» WHAT THE TASK ASKS:
Could you copy, word for word, the lines from the one containing "Definition of the keypoint: for every instance of the street" through the last line, leaving out the pictures?

(Pointing records)
⟨

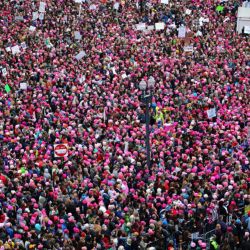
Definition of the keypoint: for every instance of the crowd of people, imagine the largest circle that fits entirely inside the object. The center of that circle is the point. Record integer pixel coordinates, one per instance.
(102, 194)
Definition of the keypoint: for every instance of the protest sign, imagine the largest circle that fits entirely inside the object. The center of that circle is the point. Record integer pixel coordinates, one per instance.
(116, 6)
(7, 88)
(60, 150)
(78, 36)
(92, 7)
(4, 71)
(140, 26)
(80, 55)
(189, 48)
(23, 45)
(211, 113)
(23, 85)
(15, 50)
(19, 18)
(34, 16)
(41, 16)
(159, 26)
(150, 27)
(42, 7)
(247, 29)
(32, 28)
(182, 32)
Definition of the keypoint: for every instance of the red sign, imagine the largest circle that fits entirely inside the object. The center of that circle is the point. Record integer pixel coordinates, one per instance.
(60, 150)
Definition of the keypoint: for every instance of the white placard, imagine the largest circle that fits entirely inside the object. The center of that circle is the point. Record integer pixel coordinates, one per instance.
(42, 7)
(23, 85)
(211, 113)
(246, 29)
(92, 7)
(80, 55)
(159, 26)
(41, 16)
(116, 6)
(150, 27)
(34, 16)
(78, 36)
(4, 71)
(32, 28)
(15, 50)
(182, 32)
(189, 48)
(140, 26)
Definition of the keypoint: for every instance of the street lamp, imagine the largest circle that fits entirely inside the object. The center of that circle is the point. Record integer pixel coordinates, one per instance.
(147, 93)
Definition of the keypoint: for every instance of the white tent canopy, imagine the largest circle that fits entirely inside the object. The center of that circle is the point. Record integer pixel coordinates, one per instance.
(243, 18)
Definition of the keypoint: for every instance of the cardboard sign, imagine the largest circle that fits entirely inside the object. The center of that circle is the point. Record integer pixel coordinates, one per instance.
(23, 85)
(15, 50)
(159, 26)
(78, 36)
(42, 7)
(182, 32)
(211, 113)
(140, 26)
(60, 150)
(80, 55)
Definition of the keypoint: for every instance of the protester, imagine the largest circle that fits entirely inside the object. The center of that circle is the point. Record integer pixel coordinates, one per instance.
(82, 90)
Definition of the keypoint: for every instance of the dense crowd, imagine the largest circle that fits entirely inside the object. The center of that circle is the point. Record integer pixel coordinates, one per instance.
(102, 195)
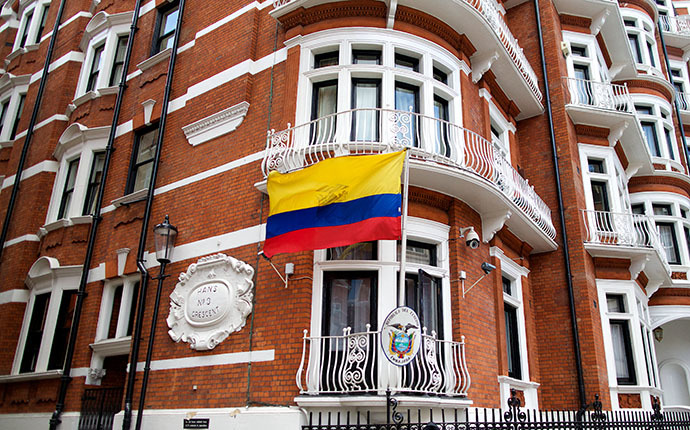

⟩

» TASK SOLUTION:
Definition of the keypoint: for every instance of the street lamp, imagine the largest circle that fits entirely inside the object. The center of that circle is the point. Record integer pixel coordinates, one per instance.
(147, 93)
Definition of the keypoint: for every instance of the white tent canopy, imagine the largest circle that fits entirely inside the object. The center of that circle is the point. Record integer pixel coordinates, one per instance.
(243, 18)
Definition of the keypoint: for every instance of the cardboard sign, imagine the largest circle that fits entirely inside the object. The center of that circle is the point. Record integer pixel coordinates, one per instance.
(23, 85)
(15, 50)
(159, 26)
(78, 36)
(42, 7)
(182, 32)
(211, 113)
(140, 26)
(60, 150)
(80, 55)
Definition of the keypoint: for every instance of the protester, imagine the largest circle that fits entirely inside the object. The center of that circle is the point. Record integer pixel coordinates, one per instance.
(82, 90)
Definition of the keypoint: for every instance of the dense crowd, imagine the largest circle that fits entirely inside the object. The center of that circle is the point. Record integer pixel coordinates, one per instance.
(102, 195)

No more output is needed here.